__Exercises to complete__.
**a)** Write out the part of the article on child neglect in Scotland word for word, starting at "The intention is" and ending at "a child’s future.".
**b)** Continue the article about bringing an American child neglect program to Scotland, picking up right after its final sentence.

(Selected excerpt)

US experiment to save children from neglect arrives in Scotland
The Times reported today on a pioneering American programme that works to improve the lives of neglected children
and save them from abuse is to be brought to Scotland for the first time.
The scheme measures which seeks to encourage order into the home lives of children at risk, assesses whether parents can learn the skills to enable a stable upbringing. If this proves impossible, an early decision can be taken to keep the child in a foster home.
The intention is to avoid the pitfalls of the present system, in which children are often shuttled between their parents and care.
The project, which will be introduced to Scotland on a trial basis in the spring, was welcomed by children’s charities who emphasised the importance of taking an early decision on a child’s future.
The group involved in Westfit — West Glasgow Family Intervention Team — hope that it will satisfy two disparate camps: those who believe that children should remain with parents if possible, and those who feel they should be taken into care at an early stage. If parents can show that they are capable, they keep their children; if not, the child’s fate can be decided more quickly.
Currently, maltreated children in Scotland can be taken into care after a Children’s Hearing. A panel receives background reports from social workers, with input from all agencies involved in child welfare, then orders whether the child should be taken into care.

(End Selected excerpt)
(Records supplied)

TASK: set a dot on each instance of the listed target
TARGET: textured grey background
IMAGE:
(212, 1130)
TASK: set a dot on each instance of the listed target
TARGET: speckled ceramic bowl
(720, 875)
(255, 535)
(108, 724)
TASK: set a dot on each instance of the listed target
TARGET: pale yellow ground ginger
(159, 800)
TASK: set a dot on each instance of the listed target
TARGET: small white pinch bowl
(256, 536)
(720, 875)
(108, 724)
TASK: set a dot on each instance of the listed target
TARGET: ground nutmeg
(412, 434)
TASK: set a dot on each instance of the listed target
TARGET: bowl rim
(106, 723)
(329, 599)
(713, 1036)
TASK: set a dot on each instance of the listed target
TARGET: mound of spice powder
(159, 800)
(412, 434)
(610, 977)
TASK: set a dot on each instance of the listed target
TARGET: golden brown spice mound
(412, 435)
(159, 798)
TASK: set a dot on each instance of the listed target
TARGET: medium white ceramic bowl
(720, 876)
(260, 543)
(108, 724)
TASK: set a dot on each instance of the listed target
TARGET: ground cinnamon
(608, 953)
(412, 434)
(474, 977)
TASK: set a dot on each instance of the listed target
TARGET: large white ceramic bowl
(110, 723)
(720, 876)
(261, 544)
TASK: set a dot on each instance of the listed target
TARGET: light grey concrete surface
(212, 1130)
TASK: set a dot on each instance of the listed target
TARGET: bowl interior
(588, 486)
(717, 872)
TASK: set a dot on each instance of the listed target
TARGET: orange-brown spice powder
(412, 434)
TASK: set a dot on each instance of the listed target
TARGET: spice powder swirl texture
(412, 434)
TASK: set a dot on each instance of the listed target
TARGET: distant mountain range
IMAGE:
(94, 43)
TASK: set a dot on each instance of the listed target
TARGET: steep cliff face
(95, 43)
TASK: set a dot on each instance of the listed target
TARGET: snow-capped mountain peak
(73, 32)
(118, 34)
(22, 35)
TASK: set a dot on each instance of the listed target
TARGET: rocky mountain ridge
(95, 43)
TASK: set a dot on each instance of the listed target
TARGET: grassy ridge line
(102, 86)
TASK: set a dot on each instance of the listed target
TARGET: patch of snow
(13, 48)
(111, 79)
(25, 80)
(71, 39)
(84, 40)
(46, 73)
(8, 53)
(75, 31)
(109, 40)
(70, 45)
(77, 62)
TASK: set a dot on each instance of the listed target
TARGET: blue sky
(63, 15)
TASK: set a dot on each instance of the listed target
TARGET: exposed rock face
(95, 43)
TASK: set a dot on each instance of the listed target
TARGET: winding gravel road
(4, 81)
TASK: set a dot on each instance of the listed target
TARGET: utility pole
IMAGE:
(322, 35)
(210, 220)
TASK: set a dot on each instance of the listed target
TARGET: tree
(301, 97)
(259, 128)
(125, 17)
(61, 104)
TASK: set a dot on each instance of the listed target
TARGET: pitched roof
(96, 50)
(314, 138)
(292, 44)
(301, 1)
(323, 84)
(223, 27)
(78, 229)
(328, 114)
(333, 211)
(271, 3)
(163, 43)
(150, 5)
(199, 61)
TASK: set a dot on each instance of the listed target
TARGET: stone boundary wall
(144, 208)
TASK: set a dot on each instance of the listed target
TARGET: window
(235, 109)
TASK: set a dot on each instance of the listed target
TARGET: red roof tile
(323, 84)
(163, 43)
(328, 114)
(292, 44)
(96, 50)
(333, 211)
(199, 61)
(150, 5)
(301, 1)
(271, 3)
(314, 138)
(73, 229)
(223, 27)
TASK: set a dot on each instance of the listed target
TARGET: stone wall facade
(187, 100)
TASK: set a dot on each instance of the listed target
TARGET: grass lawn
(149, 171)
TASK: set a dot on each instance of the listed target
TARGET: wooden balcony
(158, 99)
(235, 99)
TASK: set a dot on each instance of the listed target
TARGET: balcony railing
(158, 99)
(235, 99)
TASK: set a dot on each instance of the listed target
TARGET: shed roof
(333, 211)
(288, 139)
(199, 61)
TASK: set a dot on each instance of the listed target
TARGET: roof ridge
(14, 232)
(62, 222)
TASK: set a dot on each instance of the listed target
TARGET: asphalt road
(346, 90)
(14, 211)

(End Records supplied)

__Solved tasks__.
**a)**
The intention is to avoid the pitfalls of the present system, in which children are often shuttled between their parents and care.
The project, which will be introduced to Scotland on a trial basis in the spring, was welcomed by children’s charities who emphasised the importance of taking an early decision on a child’s future.

**b)**
Increasing numbers of children are living with foster carers or prospective adopters. The figure has risen from 2,759 in 1987 to 4,480 in 2008. In 2008, 411 children were removed from the child protection register because they went into care, compared with 536 in 2009.
Children can be subjected to many hearings with different outcomes. With Westfit, infant psychologists assess children under five with their biological and foster parents. These “attachment-based assessments” determine the quality of the adult-child relationship.
They then prescribe an “intervention” for the birth parents — such as counselling or group therapy — to give them the best chance to get their child back. This lasts about six to nine months and the infant team and social workers have regular conferences throughout. Westfit will also work with foster carers prepared to adopt children who are unable to return home.
Their report will go to social workers and Children’s Hearings to inform their decision on the child’s future.
A version of the scheme has been operating in New Orleans for more than a decade. More children have been adopted permanently, but early data revealed that children who returned home after the intervention were 67 per cent less likely to go back into care.
Matt Forde, head of children’s services at the West Glasgow Community Health and Care Partnership, said that child protection schemes needed to establish whether parents could ever provide a decent home. “If we get that early decision wrong, it can be very difficult for children,” he said.
Anne Houston, chief executive of CHILDREN 1ST, said: “It is extremely encouraging that additional alternative services for children under five are being considered. The early stages of a child‘s life and the care they receive have proved to be a crucial factor in the opportunities they have in later life.”
CHILDREN 1ST has received over £965,000 in support from charity lottery the People’s Postcode Lottery to date.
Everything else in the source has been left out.